According to Tribune analysis of USDA trade data, the U.S. imports more fresh oranges from Morocco and South Africa than the rest of the world combined; and the import taxes for these two African countries are set at 10% and 30%, respectively.

Currently, prices are 15% greater than they were at the start of the Trump administration.

Still, there are other benign explanations for raised prices that are not tied to economic policy. Like many citrus fruits, the cost of oranges is heavily tied to the harvesting season. As we exit orange season, supplies will decrease, coinciding with an increase in demand, thus triggering higher prices. This is typical for the fruit market, with oranges cheapest in the winter months, then increasing in cost throughout the late spring and summer and eventually peaking in September or October each year.

 

Tomatoes

The cost of tomatoes is also climbing up, up and up.

In August, the average price spiked by 13 cents, with a pound of field-grown tomatoes now setting you back about $1.93. That’s roughly a 7% increase since Trump took power.

These changes, however, are largely tied to the harvesting season. As with oranges, tomato prices vary depending on the time of year, rising through the late summer and fall, peaking in the early winter months and then plummeting in the spring.

But outside the standard seasonality in the tomato market, tariffs could be at play here as well. In July, the Trump administration announced it was placing a 17% import tax on most Mexican-grown tomatoes, which make up the vast majority of all tomatoes sold in the U.S.

Chicken

The average cost of fresh, whole chicken remained at $2.08 per pound in August, falling ever slightly from June’s peak.

So why the elevated prices? It could be a result of rising feed costs, the lingering effects of bird flu on the supply chain or that more measurable increases in beef prices are driving a shift in consumer demand toward cheaper meat options like chicken.

Though near record highs, there’s been relatively little fluctuation in the price compared with other goods. In the last two years, the average cost of chicken has been hovering somewhere around the $2.00 mark — never moving more than 10 cents in either direction.

Ground Beef

Peak summer grilling season may be behind us, but the cost of ground beef is still trending up.

Jumping 4.5% from July, August saw the seventh consecutive month of record prices, with a pound of 100% ground beef chuck costing $6.63.

The rising cost can be attributed to a confluence of factors. The U.S. cattle inventory is the lowest it’s been in almost 75 years, and severe drought in parts of the country has further reduced the feed supply, per the USDA.

Supply challenges and rising feed costs stateside mean the country is importing more. But beef and cattle sourced from other nations isn’t necessarily a cheaper alternative. New tariff rates on top beef importers like Canada and Brazil took effect in August, raising the countries’ already steep import taxes to 35% and 50%, respectively. Plus, in July the U.S. suspended all live cattle imports from Mexico due to concerns over a flesh-eating parasite, further straining the supply of beef and cattle.
━━━
Exercises to complete ::
1. According to the passage on food prices, what did a pound of 100% ground beef chuck cost in August?
2. Continue the passage on food prices from its final sentence.

Source material ::
━━━
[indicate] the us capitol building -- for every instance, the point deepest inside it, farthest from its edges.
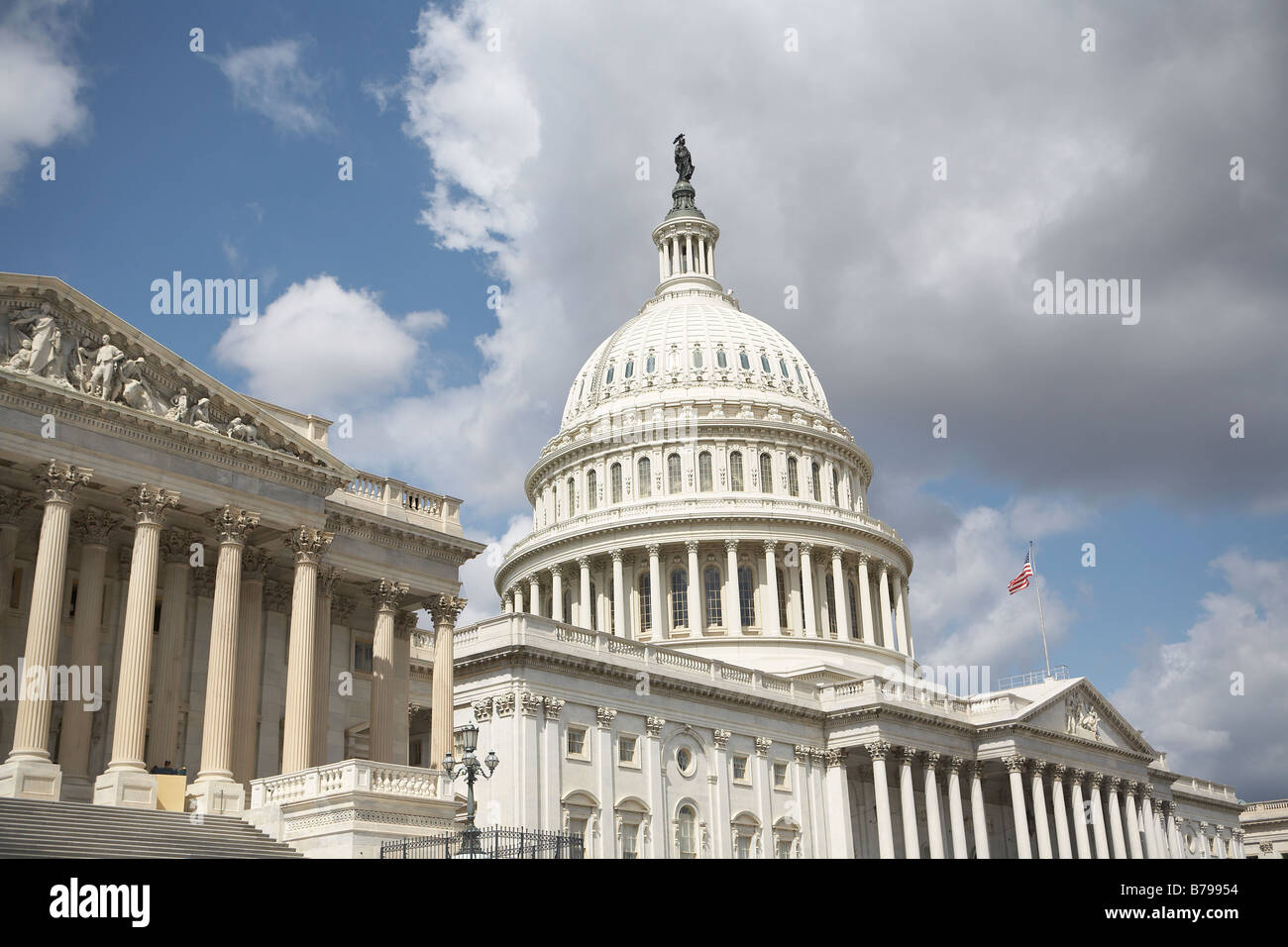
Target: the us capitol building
(704, 647)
━━━
Expected responses ::
1. $6.63

2.
Since the change of administrations, ground beef costs have ballooned nearly 19% — translating to $1-plus price tags increases at the grocery store.

Electricity

At exactly 19 cents per kilowatt-hour, the price of electricity is back at all-time highs.

Month-over-month changes in electric costs typically register at less than a cent, but that doesn’t mean consumers won’t feel it in their pocketbooks. Prices have been steadily rising throughout the year, and in fact, August marked the seventh month this year that the national average was at a record high.

As for Chicago, ComEd, the city’s primary electric utility, announced earlier this year that a massive supply rate increase would hit this summer, warning that the cost for an average residential customer was expected to go up by $10.60 per month. For some Chicagoans, that supply increase translated to triple-digit hikes on their recent bills.

Since December, the average price per kilowatt-hour has climbed almost 8%.

Gasoline

A gallon of regular unleaded gasoline cost $3.30 in August, a small increase from the previous month.

Prices in Chicago tell a different story. Now $3.48, the cost of gas in the city dropped month-over-month but still hovers around 18 cents above the national average, according to data from the U.S. Energy Information Administration.

Nationally, gasoline prices are up about 5% during Trump’s presidency.

Natural Gas

The nationwide cost of piped utility gas, or natural gas, fell for a second month, dropping another cent to $1.63 per therm.

Yet, on average, Americans are paying over 7% more to heat their homes, ovens and stovetops than they were in the final month of the Biden administration. Year-over-year, that difference is even more drastic: roughly a 17% change.